> [PROBLEM] In the rows below, how many lines contain the string "sneaker"? Case counts, and the reply should be only the number.

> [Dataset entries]
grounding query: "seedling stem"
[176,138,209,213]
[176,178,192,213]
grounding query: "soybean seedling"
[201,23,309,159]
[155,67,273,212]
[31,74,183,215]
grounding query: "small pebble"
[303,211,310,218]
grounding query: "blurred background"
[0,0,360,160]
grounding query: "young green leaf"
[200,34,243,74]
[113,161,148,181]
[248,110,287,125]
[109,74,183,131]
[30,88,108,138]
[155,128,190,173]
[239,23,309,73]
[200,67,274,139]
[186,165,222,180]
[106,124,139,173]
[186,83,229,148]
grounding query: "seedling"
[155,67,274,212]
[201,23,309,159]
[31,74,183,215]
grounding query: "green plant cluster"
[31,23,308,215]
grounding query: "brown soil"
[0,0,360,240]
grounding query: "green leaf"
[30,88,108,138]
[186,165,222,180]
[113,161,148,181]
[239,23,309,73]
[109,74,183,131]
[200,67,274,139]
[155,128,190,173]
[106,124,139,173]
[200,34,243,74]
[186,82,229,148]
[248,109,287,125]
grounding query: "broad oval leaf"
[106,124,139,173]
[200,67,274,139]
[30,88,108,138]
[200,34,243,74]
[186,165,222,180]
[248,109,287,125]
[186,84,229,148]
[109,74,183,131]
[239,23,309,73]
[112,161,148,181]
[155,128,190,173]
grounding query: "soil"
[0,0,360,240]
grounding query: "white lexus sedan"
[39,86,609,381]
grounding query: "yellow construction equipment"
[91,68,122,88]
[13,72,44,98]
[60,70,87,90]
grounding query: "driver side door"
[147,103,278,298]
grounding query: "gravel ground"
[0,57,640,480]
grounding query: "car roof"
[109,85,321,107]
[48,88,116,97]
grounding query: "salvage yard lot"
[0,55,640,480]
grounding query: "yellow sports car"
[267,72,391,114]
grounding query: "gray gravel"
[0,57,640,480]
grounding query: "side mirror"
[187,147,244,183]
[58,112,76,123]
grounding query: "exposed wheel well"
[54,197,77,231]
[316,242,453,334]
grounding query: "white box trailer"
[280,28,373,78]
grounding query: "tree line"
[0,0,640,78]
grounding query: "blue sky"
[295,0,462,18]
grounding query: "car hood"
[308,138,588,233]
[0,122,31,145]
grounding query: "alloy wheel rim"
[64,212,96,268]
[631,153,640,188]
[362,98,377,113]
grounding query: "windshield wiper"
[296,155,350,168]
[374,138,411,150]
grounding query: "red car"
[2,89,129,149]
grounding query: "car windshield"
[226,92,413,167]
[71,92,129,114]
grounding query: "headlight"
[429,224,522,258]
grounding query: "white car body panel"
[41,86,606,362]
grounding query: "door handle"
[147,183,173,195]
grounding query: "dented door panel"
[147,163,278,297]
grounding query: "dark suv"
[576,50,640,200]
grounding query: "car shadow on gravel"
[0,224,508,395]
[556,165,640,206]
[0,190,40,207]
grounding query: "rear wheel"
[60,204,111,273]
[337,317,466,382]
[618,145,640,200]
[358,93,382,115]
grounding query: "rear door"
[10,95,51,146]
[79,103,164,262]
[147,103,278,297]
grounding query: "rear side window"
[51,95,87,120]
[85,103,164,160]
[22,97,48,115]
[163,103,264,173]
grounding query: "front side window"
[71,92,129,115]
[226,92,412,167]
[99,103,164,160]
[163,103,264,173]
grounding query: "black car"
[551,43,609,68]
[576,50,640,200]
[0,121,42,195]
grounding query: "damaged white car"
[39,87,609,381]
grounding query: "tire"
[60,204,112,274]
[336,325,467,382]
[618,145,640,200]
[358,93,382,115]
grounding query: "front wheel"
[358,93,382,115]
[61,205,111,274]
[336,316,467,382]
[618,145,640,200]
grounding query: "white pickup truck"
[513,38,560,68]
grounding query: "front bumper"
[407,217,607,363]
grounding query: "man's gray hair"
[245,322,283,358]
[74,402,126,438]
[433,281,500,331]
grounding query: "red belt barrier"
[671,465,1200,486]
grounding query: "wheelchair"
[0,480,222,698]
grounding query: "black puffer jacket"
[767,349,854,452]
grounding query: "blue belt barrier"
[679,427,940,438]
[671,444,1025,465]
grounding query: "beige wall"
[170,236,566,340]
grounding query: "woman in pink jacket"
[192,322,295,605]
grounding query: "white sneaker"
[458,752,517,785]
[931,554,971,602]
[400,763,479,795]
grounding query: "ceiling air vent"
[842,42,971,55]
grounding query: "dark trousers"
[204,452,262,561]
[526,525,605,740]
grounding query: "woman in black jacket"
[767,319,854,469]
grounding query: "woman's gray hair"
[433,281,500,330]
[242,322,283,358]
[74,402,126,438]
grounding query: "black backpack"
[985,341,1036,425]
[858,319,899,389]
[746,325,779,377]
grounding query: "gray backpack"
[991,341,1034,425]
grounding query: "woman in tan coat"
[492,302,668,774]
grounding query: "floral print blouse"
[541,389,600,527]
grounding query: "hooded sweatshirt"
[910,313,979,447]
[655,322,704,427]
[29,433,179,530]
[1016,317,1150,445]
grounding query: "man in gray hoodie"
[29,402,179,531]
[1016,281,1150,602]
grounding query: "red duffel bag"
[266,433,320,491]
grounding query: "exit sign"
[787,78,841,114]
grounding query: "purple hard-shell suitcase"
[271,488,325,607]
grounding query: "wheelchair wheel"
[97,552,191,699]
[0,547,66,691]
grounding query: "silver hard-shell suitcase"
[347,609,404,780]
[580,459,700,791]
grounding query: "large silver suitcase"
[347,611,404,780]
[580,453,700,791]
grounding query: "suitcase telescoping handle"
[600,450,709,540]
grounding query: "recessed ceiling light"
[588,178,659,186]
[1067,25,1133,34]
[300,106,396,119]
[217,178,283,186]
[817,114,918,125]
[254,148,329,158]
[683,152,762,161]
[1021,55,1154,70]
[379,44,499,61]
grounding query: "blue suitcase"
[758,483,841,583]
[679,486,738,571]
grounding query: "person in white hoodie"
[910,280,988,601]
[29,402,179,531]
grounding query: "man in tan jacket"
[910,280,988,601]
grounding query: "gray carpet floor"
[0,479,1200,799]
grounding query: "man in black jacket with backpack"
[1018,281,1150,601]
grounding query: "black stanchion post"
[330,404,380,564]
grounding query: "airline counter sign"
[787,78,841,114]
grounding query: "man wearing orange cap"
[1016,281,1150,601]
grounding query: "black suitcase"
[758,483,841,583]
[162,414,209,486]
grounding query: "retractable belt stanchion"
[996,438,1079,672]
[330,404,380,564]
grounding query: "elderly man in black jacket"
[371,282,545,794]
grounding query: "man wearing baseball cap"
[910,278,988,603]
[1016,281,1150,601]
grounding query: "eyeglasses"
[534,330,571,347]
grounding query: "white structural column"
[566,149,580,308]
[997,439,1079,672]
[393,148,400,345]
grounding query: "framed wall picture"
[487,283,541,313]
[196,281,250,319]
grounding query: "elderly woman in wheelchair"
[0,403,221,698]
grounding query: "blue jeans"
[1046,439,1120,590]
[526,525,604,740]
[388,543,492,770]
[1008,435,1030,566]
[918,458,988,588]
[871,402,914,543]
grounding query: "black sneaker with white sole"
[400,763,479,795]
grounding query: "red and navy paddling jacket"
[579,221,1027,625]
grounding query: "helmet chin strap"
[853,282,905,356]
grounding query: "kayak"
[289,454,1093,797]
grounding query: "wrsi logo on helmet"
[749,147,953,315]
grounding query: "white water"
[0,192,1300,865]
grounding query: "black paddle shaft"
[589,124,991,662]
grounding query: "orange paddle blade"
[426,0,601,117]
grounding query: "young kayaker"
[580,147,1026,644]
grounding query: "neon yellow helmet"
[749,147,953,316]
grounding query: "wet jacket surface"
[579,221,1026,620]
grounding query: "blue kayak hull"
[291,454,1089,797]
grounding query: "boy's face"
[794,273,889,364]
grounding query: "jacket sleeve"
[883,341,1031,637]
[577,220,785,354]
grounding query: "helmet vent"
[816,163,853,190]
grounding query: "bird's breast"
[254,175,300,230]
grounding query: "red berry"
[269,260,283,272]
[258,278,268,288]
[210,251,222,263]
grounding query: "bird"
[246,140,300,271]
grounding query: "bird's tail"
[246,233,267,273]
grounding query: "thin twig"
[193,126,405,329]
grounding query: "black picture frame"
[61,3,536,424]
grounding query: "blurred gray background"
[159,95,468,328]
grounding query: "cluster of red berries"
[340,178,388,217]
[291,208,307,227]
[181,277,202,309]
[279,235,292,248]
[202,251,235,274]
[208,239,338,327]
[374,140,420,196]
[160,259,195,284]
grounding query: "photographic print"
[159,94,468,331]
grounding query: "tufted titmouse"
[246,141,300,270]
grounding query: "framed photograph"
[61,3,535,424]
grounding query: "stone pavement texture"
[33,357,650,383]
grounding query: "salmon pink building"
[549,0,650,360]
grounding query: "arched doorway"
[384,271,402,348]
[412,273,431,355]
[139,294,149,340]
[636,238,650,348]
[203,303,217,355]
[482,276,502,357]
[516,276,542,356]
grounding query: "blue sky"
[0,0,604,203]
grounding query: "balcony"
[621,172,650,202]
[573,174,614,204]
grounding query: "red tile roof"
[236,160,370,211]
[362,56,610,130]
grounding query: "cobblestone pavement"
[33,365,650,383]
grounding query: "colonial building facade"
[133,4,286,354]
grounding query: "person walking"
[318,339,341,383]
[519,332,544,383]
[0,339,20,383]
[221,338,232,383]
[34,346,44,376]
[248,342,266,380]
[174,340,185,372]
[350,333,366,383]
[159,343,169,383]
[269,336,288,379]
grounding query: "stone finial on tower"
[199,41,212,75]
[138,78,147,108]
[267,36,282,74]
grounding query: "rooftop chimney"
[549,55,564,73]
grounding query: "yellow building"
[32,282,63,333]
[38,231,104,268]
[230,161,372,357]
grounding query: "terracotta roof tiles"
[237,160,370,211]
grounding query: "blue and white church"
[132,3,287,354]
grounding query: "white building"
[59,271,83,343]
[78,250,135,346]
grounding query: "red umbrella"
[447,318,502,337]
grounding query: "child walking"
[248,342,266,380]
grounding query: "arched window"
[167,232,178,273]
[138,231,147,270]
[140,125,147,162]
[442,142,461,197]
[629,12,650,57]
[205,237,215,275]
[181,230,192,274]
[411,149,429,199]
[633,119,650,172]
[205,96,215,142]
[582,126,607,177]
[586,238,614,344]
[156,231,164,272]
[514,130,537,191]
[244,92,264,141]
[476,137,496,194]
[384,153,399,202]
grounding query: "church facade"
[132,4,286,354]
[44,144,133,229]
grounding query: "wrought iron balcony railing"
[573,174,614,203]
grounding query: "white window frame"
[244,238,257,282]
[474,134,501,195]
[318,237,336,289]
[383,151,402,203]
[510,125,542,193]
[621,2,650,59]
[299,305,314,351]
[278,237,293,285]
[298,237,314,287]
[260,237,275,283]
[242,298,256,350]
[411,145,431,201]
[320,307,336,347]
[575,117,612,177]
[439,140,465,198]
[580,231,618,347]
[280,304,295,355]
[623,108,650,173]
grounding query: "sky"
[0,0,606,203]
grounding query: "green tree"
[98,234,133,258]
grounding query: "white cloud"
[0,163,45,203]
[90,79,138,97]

> [THE COMPLETED TASK] 2